→ **Work instructions**
Write out exactly the lines below that run from the line containing "In the photo above, where can the whole" through the last line of the records.

>>>

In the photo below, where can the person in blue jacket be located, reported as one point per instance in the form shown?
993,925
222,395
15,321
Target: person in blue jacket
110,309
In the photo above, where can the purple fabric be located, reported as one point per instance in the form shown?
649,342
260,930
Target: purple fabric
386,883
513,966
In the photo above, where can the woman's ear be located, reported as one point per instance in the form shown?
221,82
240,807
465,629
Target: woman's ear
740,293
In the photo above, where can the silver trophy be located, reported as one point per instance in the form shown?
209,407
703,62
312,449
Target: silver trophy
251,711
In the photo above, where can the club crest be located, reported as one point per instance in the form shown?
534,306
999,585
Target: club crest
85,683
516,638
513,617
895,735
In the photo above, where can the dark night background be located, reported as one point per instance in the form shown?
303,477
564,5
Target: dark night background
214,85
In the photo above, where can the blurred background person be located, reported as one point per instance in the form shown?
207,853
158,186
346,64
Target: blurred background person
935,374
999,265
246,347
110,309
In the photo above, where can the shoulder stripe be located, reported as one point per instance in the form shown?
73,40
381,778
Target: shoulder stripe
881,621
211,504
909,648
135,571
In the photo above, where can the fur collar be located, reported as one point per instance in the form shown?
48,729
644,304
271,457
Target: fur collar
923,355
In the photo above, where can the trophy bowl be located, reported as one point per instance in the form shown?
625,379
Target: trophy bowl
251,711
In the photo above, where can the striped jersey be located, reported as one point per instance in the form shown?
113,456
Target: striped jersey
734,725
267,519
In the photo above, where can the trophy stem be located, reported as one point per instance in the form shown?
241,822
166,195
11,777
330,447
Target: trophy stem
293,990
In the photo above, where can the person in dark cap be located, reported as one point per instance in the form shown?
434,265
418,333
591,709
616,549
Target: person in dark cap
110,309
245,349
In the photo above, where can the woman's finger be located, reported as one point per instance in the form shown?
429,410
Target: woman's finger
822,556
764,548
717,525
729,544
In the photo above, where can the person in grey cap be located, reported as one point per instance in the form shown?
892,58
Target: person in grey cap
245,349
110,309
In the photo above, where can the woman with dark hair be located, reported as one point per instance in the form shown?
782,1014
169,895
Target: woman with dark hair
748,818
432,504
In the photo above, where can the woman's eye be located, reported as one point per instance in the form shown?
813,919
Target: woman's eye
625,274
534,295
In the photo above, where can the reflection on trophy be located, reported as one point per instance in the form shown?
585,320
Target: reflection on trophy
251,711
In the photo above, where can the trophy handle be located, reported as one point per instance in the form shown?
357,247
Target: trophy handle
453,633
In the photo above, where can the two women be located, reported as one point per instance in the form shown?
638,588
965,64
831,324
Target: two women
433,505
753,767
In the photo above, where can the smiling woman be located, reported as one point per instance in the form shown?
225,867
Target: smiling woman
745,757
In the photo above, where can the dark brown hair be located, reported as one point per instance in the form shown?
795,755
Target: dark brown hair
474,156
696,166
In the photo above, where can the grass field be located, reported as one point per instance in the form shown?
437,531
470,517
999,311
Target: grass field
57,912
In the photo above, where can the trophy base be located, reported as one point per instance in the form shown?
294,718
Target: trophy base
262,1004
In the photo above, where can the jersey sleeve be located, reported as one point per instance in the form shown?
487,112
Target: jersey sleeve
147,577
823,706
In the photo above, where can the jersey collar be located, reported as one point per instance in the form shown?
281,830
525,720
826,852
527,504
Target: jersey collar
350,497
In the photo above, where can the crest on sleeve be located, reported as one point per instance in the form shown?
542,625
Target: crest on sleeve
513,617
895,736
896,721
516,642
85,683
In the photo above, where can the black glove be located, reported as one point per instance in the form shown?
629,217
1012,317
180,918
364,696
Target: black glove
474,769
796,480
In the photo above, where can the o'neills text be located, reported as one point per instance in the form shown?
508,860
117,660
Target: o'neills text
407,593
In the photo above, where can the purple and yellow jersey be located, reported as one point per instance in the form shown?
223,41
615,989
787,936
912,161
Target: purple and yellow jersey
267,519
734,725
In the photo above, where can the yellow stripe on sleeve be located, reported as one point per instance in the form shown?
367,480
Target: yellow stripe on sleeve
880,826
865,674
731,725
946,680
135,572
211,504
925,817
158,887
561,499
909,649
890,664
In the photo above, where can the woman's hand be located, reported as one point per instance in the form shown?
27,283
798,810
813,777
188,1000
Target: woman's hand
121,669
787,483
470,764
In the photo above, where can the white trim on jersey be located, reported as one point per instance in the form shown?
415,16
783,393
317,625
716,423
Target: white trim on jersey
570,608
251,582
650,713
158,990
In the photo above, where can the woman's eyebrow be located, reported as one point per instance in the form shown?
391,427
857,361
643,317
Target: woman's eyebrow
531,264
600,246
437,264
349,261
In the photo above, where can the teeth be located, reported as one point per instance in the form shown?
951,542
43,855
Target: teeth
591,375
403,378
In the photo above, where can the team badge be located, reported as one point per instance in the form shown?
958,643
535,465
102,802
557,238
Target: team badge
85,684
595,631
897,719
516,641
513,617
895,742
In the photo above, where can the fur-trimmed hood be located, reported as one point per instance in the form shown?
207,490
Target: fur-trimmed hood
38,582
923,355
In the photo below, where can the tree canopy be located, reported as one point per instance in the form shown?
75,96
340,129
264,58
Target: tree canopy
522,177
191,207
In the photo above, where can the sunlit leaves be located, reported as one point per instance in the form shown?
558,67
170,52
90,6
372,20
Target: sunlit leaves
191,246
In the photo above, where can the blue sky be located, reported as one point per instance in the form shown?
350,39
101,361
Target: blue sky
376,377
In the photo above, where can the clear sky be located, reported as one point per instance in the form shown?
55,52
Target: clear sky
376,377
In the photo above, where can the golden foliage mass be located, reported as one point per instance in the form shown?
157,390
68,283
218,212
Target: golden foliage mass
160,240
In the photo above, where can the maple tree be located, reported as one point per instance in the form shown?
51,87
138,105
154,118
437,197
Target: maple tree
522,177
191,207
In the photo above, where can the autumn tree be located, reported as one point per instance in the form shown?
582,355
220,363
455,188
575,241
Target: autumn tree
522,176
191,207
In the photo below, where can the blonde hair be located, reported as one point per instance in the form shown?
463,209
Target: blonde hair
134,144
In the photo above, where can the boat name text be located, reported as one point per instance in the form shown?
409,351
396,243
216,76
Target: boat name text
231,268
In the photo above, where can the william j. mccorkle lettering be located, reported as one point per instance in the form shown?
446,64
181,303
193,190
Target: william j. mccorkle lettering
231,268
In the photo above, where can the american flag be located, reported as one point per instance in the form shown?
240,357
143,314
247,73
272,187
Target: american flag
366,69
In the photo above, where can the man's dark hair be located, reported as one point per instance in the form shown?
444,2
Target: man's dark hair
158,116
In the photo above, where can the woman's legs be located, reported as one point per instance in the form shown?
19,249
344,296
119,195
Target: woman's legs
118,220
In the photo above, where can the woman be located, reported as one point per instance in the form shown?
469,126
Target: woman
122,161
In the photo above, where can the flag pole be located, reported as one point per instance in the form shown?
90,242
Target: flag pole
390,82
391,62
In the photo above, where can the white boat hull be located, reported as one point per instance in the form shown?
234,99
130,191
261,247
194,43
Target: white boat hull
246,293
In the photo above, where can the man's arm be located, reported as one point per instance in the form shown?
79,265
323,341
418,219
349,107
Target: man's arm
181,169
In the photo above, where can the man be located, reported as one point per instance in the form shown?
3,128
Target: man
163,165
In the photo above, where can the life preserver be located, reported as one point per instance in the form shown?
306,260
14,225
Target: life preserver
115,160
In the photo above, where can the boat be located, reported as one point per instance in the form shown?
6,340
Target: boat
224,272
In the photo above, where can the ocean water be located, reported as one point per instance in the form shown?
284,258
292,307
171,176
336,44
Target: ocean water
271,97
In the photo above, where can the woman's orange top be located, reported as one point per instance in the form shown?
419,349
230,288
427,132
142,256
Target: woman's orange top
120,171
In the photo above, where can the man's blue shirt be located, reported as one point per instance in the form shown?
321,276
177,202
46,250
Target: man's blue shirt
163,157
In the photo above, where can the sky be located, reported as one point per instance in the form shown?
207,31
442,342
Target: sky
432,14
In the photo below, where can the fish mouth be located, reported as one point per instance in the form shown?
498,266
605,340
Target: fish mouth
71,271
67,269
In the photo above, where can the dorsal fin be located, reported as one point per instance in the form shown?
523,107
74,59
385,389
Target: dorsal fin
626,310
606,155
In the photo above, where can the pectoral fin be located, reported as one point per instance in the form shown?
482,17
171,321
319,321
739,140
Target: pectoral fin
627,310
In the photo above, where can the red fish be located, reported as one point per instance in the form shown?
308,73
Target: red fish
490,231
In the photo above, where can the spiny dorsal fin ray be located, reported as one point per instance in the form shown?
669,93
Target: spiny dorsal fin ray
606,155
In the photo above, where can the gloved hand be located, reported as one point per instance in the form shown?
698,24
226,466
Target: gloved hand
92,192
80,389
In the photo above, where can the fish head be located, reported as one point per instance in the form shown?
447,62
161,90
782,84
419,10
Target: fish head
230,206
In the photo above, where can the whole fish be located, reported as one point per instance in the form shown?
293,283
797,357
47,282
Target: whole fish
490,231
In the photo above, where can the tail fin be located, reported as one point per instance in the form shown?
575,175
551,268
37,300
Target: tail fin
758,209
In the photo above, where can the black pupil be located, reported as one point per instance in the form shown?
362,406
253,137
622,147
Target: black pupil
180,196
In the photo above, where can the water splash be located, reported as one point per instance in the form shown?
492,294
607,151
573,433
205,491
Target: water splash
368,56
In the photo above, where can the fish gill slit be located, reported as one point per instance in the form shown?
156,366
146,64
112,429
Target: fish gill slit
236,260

<<<

→ **Solution**
In the photo above, where can the whole fish be located, reported as one point per instance in the form shown?
293,283
797,357
47,282
Target: whole fish
490,231
In the photo above, where can the tail fin be located, reported as one point per instance in the form shown?
575,175
551,268
37,300
Target: tail fin
758,209
In the photo above, where can the black pupil be located, reported as one point per instance in the form shown?
362,406
253,137
622,147
Target: black pupil
180,196
In the photo above, where can the water splash be located, reported as one point per instance in the form shown?
492,294
607,151
573,433
205,491
Target: water splash
368,56
In the photo above, where can the fish gill slit be located, reported as one point per instance in the form shown?
156,366
146,64
112,429
Target: fish gill slit
236,260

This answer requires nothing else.